TEXT PASSAGE

While some believe it is an exciting moment to be a woman in the industry, barriers remain. Anna, 35, who recently left hospitality after 16 years, runs a platform to support women in the sector. “I left because it was a struggle to progress and move up to the next level,” she tells Dazed “Hospitality has an old school mentality – almost like a boys club. Only 25 per cent of executives in hotels are women, eight per cent are people of colour. The other side of it was we couldn’t get home safely without paying huge amounts for taxis.” Anna says a cab home after every shift was around £20, totting up to £100 a week.
Let’s call it what it is. It’s not a worker shortage.
— BERSERK (@srslyberserk) October 14, 2021
It’s a retail and hospitality worker shortage because their wages and conditions suck and have sucked for along time.
For workers of every age and gender, money – or the lack of it – is a clincher. The UK’s national living wage is expected to go up to £9.50 an hour from April 2022, meaning a pay rise for millions of low-paid workers. However, many workers in hospitality are on temporary or zero-hour contracts, work ad-hoc, or rely on tips and service charges. Luca, 35, a bar manager at Shangri-La in London’s The Shard, says lockdown catapulted many into a financial crisis. “Furlough wasn’t calculated on service charge but just basic salary, which is only 60 per cent of our income. Bar-backs in my team were receiving £900 a month. Some of them decided to change jobs because they got burnt by that.”
During lockdown, Anna volunteered with a homeless charity. “We were out pretty much every night feeding the homeless, and a lot of those people were byproducts of the hospitality industry and furlough,” she explains. “One guy had been made redundant from a Mexican restaurant. He literally had nothing, he couldn’t afford to get home to Romania, so he was living on the streets. He would FaceTime his daughter and wife back home, it was so sad. There was just no way out.” Even for those in senior positions, like Luca and Anna, salaries based on service charge make it near-impossible to do things like get a mortgage.

Referring expression data
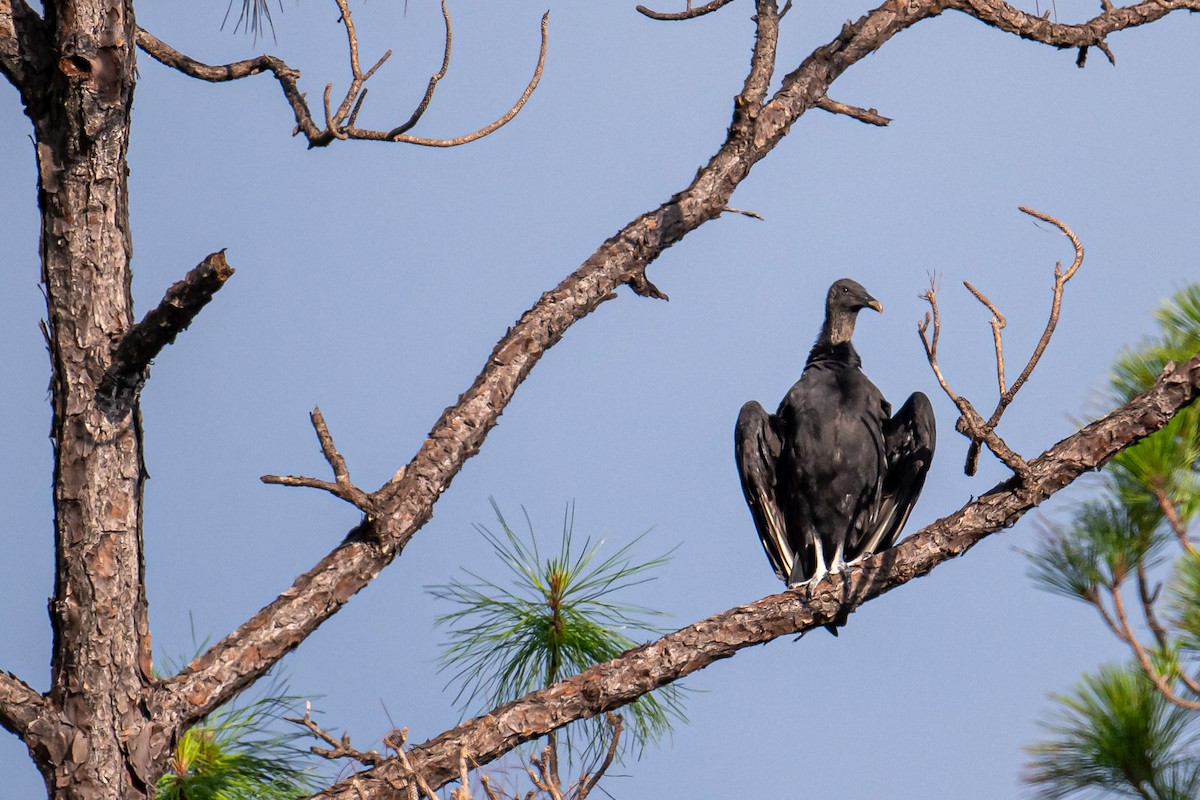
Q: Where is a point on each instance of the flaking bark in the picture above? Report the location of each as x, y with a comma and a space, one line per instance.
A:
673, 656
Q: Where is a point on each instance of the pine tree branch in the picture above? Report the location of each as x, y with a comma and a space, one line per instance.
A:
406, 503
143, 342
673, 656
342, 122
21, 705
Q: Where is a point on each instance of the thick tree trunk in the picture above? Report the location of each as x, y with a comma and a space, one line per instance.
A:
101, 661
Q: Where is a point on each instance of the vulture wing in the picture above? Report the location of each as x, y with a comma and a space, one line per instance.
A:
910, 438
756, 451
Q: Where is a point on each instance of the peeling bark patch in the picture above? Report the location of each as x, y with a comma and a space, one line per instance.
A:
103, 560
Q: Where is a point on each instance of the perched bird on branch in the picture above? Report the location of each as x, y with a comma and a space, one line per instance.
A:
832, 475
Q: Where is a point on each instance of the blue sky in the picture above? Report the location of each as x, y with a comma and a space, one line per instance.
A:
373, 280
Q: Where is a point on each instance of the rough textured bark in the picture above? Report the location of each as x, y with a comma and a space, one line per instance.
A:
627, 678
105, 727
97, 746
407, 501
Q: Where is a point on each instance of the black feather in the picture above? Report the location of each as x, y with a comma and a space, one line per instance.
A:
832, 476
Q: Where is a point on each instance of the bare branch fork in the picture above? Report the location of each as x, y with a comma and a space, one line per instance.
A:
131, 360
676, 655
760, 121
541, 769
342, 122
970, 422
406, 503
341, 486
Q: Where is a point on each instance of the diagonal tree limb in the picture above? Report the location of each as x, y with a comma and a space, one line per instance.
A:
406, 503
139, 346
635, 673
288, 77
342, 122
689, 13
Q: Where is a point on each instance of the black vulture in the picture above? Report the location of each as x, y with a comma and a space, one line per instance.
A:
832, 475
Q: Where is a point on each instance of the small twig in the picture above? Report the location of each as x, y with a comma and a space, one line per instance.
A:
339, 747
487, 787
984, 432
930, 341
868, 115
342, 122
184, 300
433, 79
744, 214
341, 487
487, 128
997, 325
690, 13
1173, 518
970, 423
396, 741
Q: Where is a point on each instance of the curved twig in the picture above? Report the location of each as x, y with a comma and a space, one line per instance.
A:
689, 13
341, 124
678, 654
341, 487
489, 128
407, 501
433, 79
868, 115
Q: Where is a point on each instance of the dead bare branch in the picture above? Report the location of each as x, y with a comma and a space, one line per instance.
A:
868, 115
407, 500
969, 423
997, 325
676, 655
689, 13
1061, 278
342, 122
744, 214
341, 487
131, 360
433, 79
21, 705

TASK OBJECTIVE
Carry on the passage about hospitality workers from the point where it ends. This data is separate from the passage about hospitality workers.

RESULT FOR THIS EXERCISE
For now, the effects continue to trickle down into the current recruitment drive. The past three months have been the most challenging of Luca’s career. “We’ve been struggling to recruit since May,” he says. “Brexit and furlough drove many out of the country. Unfortunately, lots of people now applying aren’t qualified. I’m receiving highly-skilled CVs from other countries, but they don’t have settled status.”
“Furlough wasn’t calculated on service charge but just basic salary, which is only 60 per cent of our income. Some (people) decided to change jobs because they got burnt by that” – Luca
What has shocked Luca most is the shift in attitudes. Now, money is the first priority. On four recent occasions, Luca says he’s guided people through the recruitment process, feeling a mild sense of relief, only to be sent a text before the first shift to say they’re not coming. “I believe they’re considering three or four offers in different places and until the very last minute haven’t decided which one to take, perhaps just based on the money.” It speaks to something wider: many have lost their appetite for the job, or willingness to compromise other parts of their life for it.
“The pandemic has taught us that we need to change many things in our industry,” Luca continues. “What’s important is to focus not just on the money, but the whole benefit you provide: uniforms, meals, small things that make a difference. We need to look after people and offer career development. People are the assets.” For Cressi, getting people back will take full pay and four-day weeks.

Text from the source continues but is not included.